Stated task a — Please render this sentence from the book review in Spanish: "Dan Underwood is a bug checker for Microsoft, and his life revolves around his tireless, thankless job."

Excerpted passage —
⟨

Bill, Be My Friend ... Please!

Bill, Be My Friend … Please!

“This morning, just after 11:00, Michael locked himself in his office and he won’t come out.”

Every decade has its fads, foibles and figureheads, and in the nineties, it was all about the rise of computing and the sudden surge in the abilities of technology. One of the frontrunners at the time was, of course, Microsoft and its wise, kind, unreadable boss, Bill Gates. However, he couldn’t run the company alone and there were (and still are) thousands of people beneath him, earning a miniscule fraction of what he brings home, and it is towards them that Douglas Coupland’s microscope turns in his fourth novel.

Dan Underwood is a bug checker for Microsoft, and his life revolves around his tireless, thankless job. He has a good team around him – desperate-for-a-date Susan, multimillionaire Abe, all-impulse-and–no-consideration Todd, slighty-older-and-slightly-bitter Bug, intelligent-but-undervalued Karla and natural-coder Michael – with whom he also lives. The novel is Dan’s journal, which he’s keeping to help him remember the things that are happening to him in his life, if only maybe to find some meaning.

Struggling to have lives alongside their jobs, Dan and friends are having issues, made worse by the fact that Dan’s father has just been laid off from his job, and Michael has been personally contacted by Bill. Before any of them know it, Michael has been shipped off and out, leaving everyone else to soldier on.

But  then they all get messages from their absconded friend – he has started a new company in California and he wants them all to come and work for him. Realising that things are never going to get any better at Microsoft, they all (with the exception of Abe) pack their bags and head off to work on Michael’s new project with his business partner Ethan. And then there’s a whole new world of issues to deal with.

The characters are all really quite lovely people, harmless and all seeking for some meaning in their lives, much like every Coupland character. They are perhaps not the people you would first want to speak to at a party, but they’re good fun and clearly enjoy one another’s company, saying that the money is just a nice bonus, as long as they can all work together and continue having a laugh. Each character has hardship – Todd, Karla and Susan are estranged from their parents, Bug has been in the closet for years, Ethan is seriously ill – but they, for the most part, remain upbeat.

⟩

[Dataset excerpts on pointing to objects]

⟨

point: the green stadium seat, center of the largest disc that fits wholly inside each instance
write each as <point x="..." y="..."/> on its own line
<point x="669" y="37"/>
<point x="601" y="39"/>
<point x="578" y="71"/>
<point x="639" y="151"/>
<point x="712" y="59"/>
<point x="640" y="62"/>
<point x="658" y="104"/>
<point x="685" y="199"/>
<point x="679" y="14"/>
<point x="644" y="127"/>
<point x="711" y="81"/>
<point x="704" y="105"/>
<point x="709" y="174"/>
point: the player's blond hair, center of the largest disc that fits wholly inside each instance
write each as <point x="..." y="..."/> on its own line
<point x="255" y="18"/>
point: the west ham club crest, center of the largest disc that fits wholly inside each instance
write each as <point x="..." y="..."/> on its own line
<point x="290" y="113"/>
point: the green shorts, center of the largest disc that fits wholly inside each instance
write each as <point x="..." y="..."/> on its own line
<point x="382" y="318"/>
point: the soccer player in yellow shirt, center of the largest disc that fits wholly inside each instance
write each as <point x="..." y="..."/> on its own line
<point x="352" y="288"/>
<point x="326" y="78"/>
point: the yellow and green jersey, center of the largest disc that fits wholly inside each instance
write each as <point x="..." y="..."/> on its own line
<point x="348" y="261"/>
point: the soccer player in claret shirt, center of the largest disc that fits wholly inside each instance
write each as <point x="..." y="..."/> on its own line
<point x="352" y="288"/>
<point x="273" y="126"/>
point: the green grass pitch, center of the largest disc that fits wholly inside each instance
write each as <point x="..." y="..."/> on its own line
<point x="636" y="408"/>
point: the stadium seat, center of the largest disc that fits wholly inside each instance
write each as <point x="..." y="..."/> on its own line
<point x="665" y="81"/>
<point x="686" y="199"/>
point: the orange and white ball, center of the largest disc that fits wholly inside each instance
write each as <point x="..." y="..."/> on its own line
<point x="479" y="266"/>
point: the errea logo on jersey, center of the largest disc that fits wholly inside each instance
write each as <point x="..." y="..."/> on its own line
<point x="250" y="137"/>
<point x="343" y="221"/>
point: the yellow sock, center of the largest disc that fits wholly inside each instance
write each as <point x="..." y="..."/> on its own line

⟩

Stated task b — Copy out the listing lines from the one holding "point: the yellow and" through the end of the listing, inclusive.

Exercise answer a — Dan Underwood es verificador de errores en Microsoft, y su vida gira en torno a su trabajo incansable e ingrato.

Exercise answer b —
point: the yellow and green jersey, center of the largest disc that fits wholly inside each instance
write each as <point x="..." y="..."/> on its own line
<point x="348" y="261"/>
point: the soccer player in claret shirt, center of the largest disc that fits wholly inside each instance
write each as <point x="..." y="..."/> on its own line
<point x="352" y="288"/>
<point x="273" y="126"/>
point: the green grass pitch, center of the largest disc that fits wholly inside each instance
write each as <point x="..." y="..."/> on its own line
<point x="636" y="408"/>
point: the stadium seat, center of the largest disc that fits wholly inside each instance
write each as <point x="..." y="..."/> on its own line
<point x="665" y="81"/>
<point x="686" y="199"/>
point: the orange and white ball, center of the largest disc that fits wholly inside each instance
write each as <point x="..." y="..."/> on its own line
<point x="479" y="266"/>
point: the errea logo on jersey, center of the largest disc that fits wholly inside each instance
write each as <point x="..." y="..."/> on its own line
<point x="250" y="137"/>
<point x="343" y="221"/>
point: the yellow sock, center of the largest disc that fits wholly inside each instance
write each as <point x="..." y="..."/> on its own line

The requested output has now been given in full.